## TEXTE FOURNI
○ ○ ○ ○ ○ ○ ○

3.3. Trois types de configuration de l’expérience religieuse

            On distingue trois types majeurs de configuration de l’expérience religieuse, trois  constellations religieuses en rapport étroit avec les conditions culturelles, économiques, écologiques: 1) les « religions cosmiques » (ou aborigènes), 2) les religions théistes (ou prophétiques), 3) et les religions océaniques (ou mystiques).

            Les religions cosmiques sont axées sur le rapport sacré avec la mère terre et le respect sacré de toute la nature de laquelle l’humanité fait partie.

Les religions théistes ou prophétiques (telles que le judaïsme, le christianisme et l’Islam) soulignent la transcendance d’une divinité personnelle qui se révèle à travers la figure d’un prophète envoyé pour rappeler les grands commandements de la vie et de la justice: « Tu aimeras ton Dieu. Tu ne tueras pas. Tu protégeras la veuve, l’orphelin et l’étranger. C’est ainsi que tu atteindras un nouveau ciel et une nouvelle terre ».

○ ○ ○ ○ ○ ○ ○

## EXERCICE PROPOSÉ
Dans le texte sur les configurations de l'expérience religieuse, sur quoi les religions cosmiques sont-elles axées ? La liste n'a aucun lien avec le texte.

## DONNÉES FOURNIES
○ ○ ○ ○ ○ ○ ○

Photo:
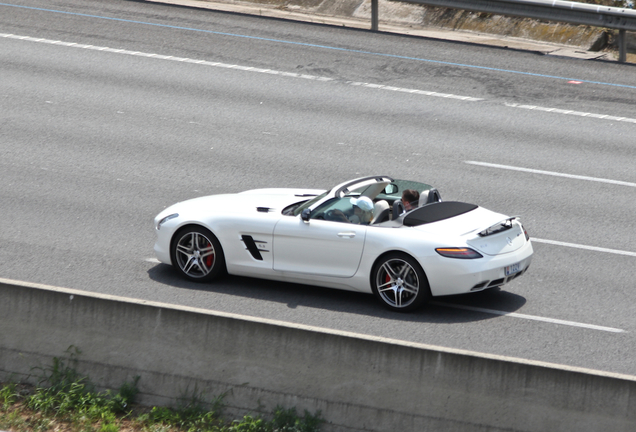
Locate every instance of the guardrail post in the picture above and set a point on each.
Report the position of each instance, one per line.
(374, 15)
(622, 46)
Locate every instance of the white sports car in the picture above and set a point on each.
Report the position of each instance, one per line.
(358, 236)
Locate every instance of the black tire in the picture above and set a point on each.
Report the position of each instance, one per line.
(197, 254)
(399, 282)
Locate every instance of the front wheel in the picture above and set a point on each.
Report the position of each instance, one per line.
(196, 254)
(399, 282)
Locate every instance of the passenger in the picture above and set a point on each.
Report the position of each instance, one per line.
(410, 199)
(362, 210)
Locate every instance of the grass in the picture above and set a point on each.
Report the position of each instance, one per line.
(65, 401)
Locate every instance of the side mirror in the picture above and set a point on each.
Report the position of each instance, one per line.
(305, 215)
(391, 189)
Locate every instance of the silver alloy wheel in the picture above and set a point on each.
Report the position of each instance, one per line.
(397, 283)
(195, 255)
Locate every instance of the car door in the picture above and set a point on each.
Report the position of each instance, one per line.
(318, 247)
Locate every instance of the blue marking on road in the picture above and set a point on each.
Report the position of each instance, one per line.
(324, 47)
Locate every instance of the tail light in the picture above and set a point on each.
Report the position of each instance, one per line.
(459, 253)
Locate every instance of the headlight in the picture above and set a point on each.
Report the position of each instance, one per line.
(461, 253)
(166, 219)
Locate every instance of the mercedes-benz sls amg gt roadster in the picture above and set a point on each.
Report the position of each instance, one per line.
(358, 236)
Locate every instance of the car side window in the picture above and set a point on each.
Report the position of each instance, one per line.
(335, 210)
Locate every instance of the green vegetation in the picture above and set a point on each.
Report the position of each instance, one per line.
(65, 401)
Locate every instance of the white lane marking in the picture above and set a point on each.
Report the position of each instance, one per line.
(530, 317)
(571, 112)
(552, 173)
(239, 67)
(585, 247)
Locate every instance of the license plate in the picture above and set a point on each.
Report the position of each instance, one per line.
(512, 269)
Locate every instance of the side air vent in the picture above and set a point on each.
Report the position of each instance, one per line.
(250, 245)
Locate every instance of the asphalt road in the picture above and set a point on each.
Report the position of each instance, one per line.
(97, 136)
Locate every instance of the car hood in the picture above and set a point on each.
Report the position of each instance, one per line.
(267, 200)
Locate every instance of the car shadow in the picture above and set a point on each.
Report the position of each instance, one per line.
(447, 309)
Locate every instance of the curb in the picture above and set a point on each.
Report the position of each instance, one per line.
(298, 14)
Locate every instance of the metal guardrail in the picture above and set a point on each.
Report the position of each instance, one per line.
(550, 10)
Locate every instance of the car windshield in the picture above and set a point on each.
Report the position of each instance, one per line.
(302, 206)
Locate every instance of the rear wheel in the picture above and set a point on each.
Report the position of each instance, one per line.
(399, 282)
(196, 254)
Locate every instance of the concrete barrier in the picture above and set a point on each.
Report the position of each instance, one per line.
(358, 382)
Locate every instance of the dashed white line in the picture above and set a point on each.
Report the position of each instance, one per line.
(552, 173)
(584, 247)
(571, 112)
(530, 317)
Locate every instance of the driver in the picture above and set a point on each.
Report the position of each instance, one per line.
(362, 210)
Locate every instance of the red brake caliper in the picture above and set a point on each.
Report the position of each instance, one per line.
(210, 259)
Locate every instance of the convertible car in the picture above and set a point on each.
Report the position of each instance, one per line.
(358, 236)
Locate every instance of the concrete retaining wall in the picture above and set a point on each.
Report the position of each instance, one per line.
(358, 382)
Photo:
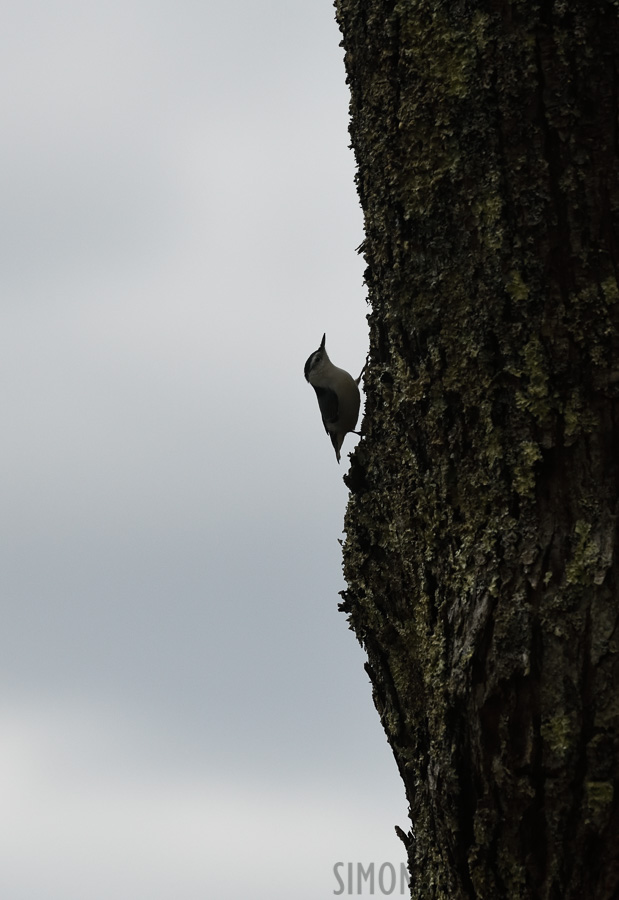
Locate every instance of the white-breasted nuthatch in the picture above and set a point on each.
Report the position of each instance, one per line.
(338, 396)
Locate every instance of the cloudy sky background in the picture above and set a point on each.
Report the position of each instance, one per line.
(184, 712)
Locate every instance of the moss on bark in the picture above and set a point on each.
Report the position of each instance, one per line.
(481, 542)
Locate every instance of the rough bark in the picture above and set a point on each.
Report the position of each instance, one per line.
(481, 553)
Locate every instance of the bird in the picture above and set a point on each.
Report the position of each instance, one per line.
(337, 393)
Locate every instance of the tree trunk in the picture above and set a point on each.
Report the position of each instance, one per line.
(481, 554)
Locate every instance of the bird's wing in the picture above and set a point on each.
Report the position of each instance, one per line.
(329, 407)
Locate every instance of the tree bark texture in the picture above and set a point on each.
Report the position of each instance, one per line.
(481, 554)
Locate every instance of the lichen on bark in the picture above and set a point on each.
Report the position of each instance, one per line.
(480, 558)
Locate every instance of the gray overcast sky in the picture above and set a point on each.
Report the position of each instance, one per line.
(184, 712)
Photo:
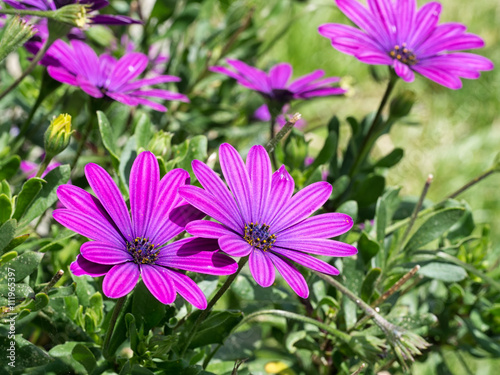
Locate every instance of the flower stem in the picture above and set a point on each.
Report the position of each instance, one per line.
(271, 145)
(211, 304)
(30, 68)
(417, 209)
(116, 312)
(372, 134)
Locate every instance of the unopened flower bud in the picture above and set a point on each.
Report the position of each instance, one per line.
(401, 105)
(58, 135)
(160, 144)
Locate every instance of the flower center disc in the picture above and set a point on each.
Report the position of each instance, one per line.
(258, 236)
(403, 54)
(142, 251)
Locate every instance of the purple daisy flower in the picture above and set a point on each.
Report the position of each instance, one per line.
(275, 86)
(259, 217)
(122, 249)
(394, 33)
(94, 5)
(103, 75)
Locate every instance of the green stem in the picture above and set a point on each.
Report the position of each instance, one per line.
(30, 68)
(116, 312)
(44, 165)
(83, 140)
(211, 304)
(271, 145)
(372, 134)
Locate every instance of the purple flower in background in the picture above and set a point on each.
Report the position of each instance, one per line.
(259, 217)
(262, 114)
(103, 75)
(122, 249)
(394, 33)
(94, 5)
(275, 86)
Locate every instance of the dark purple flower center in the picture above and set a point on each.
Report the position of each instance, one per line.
(259, 236)
(403, 54)
(143, 251)
(282, 95)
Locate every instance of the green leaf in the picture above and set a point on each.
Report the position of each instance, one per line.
(7, 232)
(367, 247)
(83, 355)
(368, 286)
(443, 271)
(390, 159)
(48, 195)
(435, 225)
(5, 208)
(216, 327)
(23, 266)
(147, 310)
(9, 167)
(27, 355)
(29, 192)
(143, 132)
(16, 241)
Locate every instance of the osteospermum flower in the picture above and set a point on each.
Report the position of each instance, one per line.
(105, 76)
(259, 217)
(394, 33)
(94, 6)
(124, 248)
(276, 86)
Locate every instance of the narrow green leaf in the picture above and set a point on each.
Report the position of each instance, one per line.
(29, 192)
(5, 208)
(83, 355)
(23, 266)
(435, 225)
(48, 195)
(9, 167)
(443, 271)
(7, 232)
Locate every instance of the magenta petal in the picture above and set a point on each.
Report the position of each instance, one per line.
(88, 226)
(110, 196)
(82, 266)
(291, 275)
(120, 280)
(159, 282)
(206, 229)
(234, 245)
(302, 205)
(103, 253)
(259, 169)
(320, 226)
(403, 71)
(126, 69)
(188, 289)
(282, 186)
(215, 186)
(144, 178)
(236, 176)
(317, 246)
(307, 261)
(262, 268)
(279, 75)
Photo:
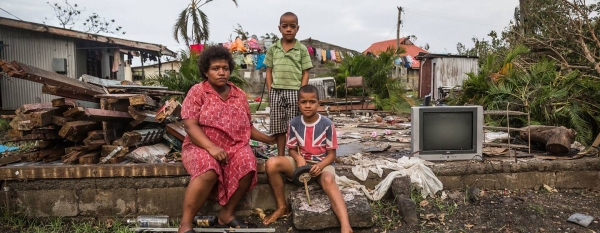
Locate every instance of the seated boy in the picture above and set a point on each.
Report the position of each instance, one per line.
(317, 139)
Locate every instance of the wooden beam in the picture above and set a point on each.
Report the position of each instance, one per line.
(76, 130)
(54, 90)
(92, 171)
(91, 158)
(70, 103)
(142, 100)
(176, 129)
(28, 108)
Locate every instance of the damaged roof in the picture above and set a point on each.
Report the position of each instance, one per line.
(162, 50)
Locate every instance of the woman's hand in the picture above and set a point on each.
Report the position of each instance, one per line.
(218, 153)
(315, 170)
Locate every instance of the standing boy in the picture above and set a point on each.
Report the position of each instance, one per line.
(317, 140)
(287, 63)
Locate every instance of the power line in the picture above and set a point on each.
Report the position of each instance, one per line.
(11, 14)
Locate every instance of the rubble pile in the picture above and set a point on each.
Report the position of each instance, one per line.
(94, 120)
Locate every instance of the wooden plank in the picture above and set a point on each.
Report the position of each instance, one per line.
(108, 149)
(147, 116)
(54, 90)
(92, 171)
(107, 127)
(171, 108)
(91, 158)
(77, 130)
(28, 108)
(70, 103)
(115, 96)
(9, 159)
(142, 100)
(176, 129)
(98, 81)
(60, 121)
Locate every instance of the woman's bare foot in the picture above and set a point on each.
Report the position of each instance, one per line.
(278, 213)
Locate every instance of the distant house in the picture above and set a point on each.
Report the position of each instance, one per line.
(141, 72)
(68, 52)
(412, 73)
(442, 72)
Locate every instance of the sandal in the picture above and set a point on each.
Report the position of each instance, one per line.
(234, 223)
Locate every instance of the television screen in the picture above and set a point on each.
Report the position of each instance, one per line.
(447, 131)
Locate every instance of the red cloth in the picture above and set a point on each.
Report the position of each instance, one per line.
(227, 123)
(196, 48)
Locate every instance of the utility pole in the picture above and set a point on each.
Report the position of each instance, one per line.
(399, 23)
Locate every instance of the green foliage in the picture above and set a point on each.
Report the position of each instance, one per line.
(376, 71)
(188, 76)
(551, 96)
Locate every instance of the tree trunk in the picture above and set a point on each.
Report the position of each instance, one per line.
(557, 140)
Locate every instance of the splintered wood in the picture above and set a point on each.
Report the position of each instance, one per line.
(93, 121)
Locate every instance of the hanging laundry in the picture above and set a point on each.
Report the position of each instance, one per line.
(338, 58)
(253, 43)
(249, 59)
(116, 61)
(333, 55)
(196, 48)
(318, 54)
(238, 45)
(260, 61)
(311, 50)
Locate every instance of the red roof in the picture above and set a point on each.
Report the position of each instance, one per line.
(407, 45)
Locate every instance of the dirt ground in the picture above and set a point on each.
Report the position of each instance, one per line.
(494, 211)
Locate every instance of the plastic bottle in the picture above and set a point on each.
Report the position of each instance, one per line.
(150, 221)
(205, 221)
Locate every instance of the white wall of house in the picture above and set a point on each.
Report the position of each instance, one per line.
(35, 49)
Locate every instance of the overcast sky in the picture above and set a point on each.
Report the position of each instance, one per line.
(354, 24)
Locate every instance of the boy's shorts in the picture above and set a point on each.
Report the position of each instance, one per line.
(328, 168)
(284, 107)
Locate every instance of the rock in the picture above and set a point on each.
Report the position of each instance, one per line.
(401, 186)
(581, 219)
(319, 214)
(408, 208)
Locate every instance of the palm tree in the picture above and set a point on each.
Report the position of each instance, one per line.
(200, 30)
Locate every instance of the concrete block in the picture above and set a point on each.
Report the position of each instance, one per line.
(167, 201)
(44, 203)
(320, 216)
(577, 180)
(111, 202)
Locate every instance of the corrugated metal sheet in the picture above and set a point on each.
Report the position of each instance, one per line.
(451, 72)
(35, 49)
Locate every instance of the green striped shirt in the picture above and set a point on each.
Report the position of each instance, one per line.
(288, 66)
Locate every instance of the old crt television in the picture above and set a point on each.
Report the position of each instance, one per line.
(442, 133)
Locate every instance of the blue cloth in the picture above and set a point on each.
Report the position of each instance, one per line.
(260, 61)
(4, 148)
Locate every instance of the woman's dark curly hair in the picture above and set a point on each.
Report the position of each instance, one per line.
(213, 53)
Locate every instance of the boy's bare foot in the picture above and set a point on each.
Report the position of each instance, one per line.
(278, 213)
(346, 229)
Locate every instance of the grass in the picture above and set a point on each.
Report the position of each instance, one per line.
(386, 215)
(19, 222)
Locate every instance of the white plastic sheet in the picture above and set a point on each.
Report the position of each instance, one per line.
(420, 175)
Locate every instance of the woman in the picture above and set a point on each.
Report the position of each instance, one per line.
(216, 150)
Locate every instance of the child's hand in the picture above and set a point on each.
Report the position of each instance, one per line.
(300, 162)
(315, 170)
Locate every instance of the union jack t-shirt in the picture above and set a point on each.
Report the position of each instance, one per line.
(314, 139)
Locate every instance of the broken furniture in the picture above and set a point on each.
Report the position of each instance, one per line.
(355, 82)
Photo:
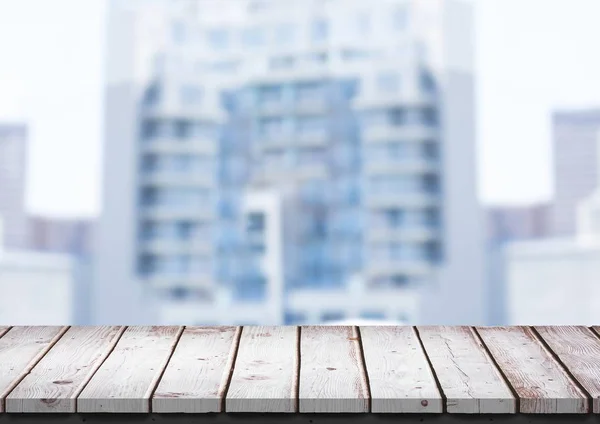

○ ○ ○ ○ ○ ○ ○

## RÉPONSE ATTENDUE
Elles sont axées sur le rapport sacré avec la mère terre et le respect sacré de toute la nature, dont l'humanité fait partie.